_MATERIAL SUPPLIED:_

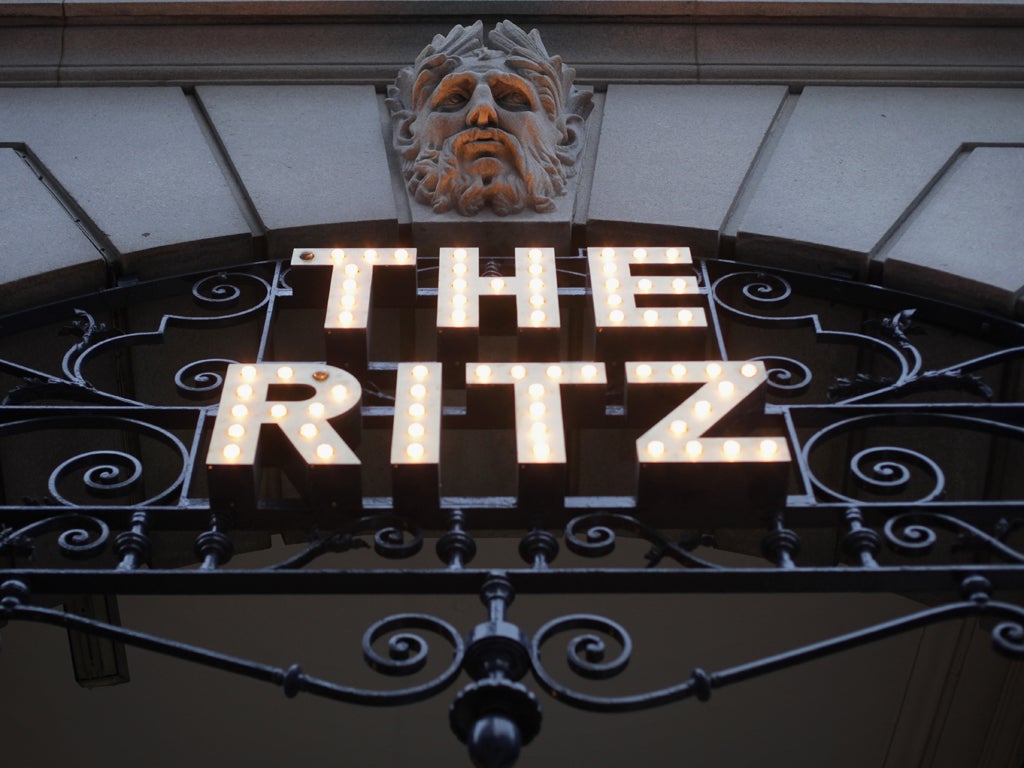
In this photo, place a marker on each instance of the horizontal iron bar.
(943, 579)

---

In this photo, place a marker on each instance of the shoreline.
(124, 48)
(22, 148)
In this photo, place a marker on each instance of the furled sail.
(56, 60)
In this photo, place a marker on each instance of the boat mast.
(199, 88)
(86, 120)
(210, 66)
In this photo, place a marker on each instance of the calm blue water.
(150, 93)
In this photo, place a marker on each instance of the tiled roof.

_PROBLEM STATEMENT:_ Arrange the material as a Markdown table with the columns Row and Entry, starting at the line that contains "the boat mast." and ending at the line that contains "the tiled roof.", both included. Number each line in Row, put the line itself in Entry, and leave out any blank lines.

_IN RESPONSE:_
| Row | Entry |
|---|---|
| 1 | In this photo, place a marker on each instance of the boat mast. |
| 2 | (199, 88) |
| 3 | (86, 120) |
| 4 | (210, 66) |
| 5 | In this photo, place a marker on each instance of the calm blue water. |
| 6 | (150, 93) |
| 7 | In this photo, place a marker on each instance of the tiled roof. |